START Exercise inputs
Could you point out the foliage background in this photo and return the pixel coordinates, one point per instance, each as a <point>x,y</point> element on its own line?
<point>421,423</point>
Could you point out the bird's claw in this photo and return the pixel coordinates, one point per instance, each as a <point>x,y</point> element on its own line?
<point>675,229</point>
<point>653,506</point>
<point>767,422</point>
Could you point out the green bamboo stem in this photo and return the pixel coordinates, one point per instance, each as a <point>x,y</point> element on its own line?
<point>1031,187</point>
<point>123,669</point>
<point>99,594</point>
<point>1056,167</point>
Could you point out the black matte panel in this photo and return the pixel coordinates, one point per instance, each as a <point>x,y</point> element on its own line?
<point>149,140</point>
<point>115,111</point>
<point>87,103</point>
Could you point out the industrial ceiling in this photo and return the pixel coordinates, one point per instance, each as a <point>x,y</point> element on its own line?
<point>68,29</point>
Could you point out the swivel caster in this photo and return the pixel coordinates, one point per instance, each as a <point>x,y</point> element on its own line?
END Exercise inputs
# Required action:
The expected result is an exact transcription of the lines from the one containing "Could you point out the bird's" through the end of the records above; please include both ends.

# Solution to the exercise:
Could you point out the bird's claw in this photo and return the pixel coordinates, one point per instance, each as a <point>x,y</point> element on its own line?
<point>675,229</point>
<point>653,506</point>
<point>767,422</point>
Could you point out the green bamboo stem in this photo and return the pixel coordinates, one point per instance, each as a <point>x,y</point> element on its own line?
<point>1031,187</point>
<point>123,669</point>
<point>99,594</point>
<point>1056,167</point>
Could you point out the black matte panel in this photo and return the pixel coordinates, one point per instance, each as a <point>x,y</point> element on its own line?
<point>149,140</point>
<point>115,111</point>
<point>87,103</point>
Could you point out the industrial ceiling in this photo and return the pixel coordinates, one point per instance, each as a <point>x,y</point> element on its own line?
<point>68,29</point>
Could you point out the swivel caster in this photo and return the pixel coordinates, one point per instance, each as a <point>x,y</point> element on its own line?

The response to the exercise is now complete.